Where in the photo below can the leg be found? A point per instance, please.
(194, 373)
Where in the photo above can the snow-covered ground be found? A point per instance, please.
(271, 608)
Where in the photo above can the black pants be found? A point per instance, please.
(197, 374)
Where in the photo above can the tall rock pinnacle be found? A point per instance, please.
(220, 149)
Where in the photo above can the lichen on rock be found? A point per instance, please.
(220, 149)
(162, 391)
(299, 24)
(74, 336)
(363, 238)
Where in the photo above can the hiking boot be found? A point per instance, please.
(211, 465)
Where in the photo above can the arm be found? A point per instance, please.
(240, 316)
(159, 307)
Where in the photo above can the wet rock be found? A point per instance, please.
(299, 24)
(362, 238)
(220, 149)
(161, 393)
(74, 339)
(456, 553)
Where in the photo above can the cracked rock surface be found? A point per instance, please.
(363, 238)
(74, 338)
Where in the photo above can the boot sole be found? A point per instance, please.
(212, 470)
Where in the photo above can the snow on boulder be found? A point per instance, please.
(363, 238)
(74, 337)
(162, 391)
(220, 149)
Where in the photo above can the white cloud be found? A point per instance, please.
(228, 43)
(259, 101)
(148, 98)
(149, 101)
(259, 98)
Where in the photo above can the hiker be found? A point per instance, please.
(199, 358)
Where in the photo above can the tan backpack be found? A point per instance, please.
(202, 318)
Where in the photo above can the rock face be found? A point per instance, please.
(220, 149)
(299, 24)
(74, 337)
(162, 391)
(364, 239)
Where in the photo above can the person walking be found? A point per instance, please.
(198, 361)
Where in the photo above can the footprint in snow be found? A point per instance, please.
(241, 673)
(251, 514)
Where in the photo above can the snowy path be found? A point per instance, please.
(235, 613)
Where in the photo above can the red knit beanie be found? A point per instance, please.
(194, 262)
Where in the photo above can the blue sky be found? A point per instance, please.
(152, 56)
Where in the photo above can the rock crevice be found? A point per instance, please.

--------

## GOAL:
Reproduce every item above verbatim, with no changes to wording or punctuation.

## FULL SOLUTION:
Where in the photo below can the leg be found? A point per instance, please.
(194, 373)
Where in the photo above can the snow-covered ground be found? A point per instance, please.
(271, 608)
Where in the photo above can the black pants be found? A point per instance, please.
(197, 374)
Where in the photo above can the tall rock pinnacle be found? A point per instance, please.
(220, 149)
Where in the photo above can the lichen on rock be found? A point per instance, please.
(220, 149)
(162, 391)
(299, 24)
(74, 336)
(363, 238)
Where in the photo above can the hiking boot be found? A point per instance, please.
(211, 465)
Where in the photo above can the arm be found? A point per instance, please.
(240, 316)
(159, 307)
Where in the photo above can the wet rock be found? A point per instance, please.
(299, 24)
(362, 238)
(220, 149)
(161, 393)
(74, 339)
(456, 553)
Where in the photo above can the cracked rock surface be found? A point per instance, please.
(363, 238)
(74, 338)
Where in the photo above can the boot sole be found? A point per instance, please.
(212, 470)
Where in the photo above can the snow on boulder be found? A point per instance, please.
(363, 238)
(74, 337)
(162, 391)
(220, 149)
Where in the photo above can the white cloud be found? A point per instance, please.
(228, 43)
(259, 101)
(148, 98)
(149, 101)
(259, 98)
Where in the photo above can the hiker be found? A point per instance, please.
(199, 358)
Where in the photo above can the tan backpack be found? A point per instance, please.
(202, 318)
Where in the photo above can the rock face be found? A point per instance, please.
(220, 149)
(299, 24)
(74, 337)
(162, 391)
(364, 239)
Where in the photo above can the person walking be found? A point per instance, please.
(198, 361)
Where in the photo above can the footprint in snow be found? A point per instance, please.
(241, 673)
(251, 514)
Where in the photo above can the snowy path be found? A point per instance, please.
(235, 613)
Where in the photo above can the red knit beanie be found? A point per instance, please.
(194, 262)
Where in the photo above can the blue sky be found? A point per instance, please.
(152, 56)
Where in the photo above can the rock crevice be found? A point per instance, please.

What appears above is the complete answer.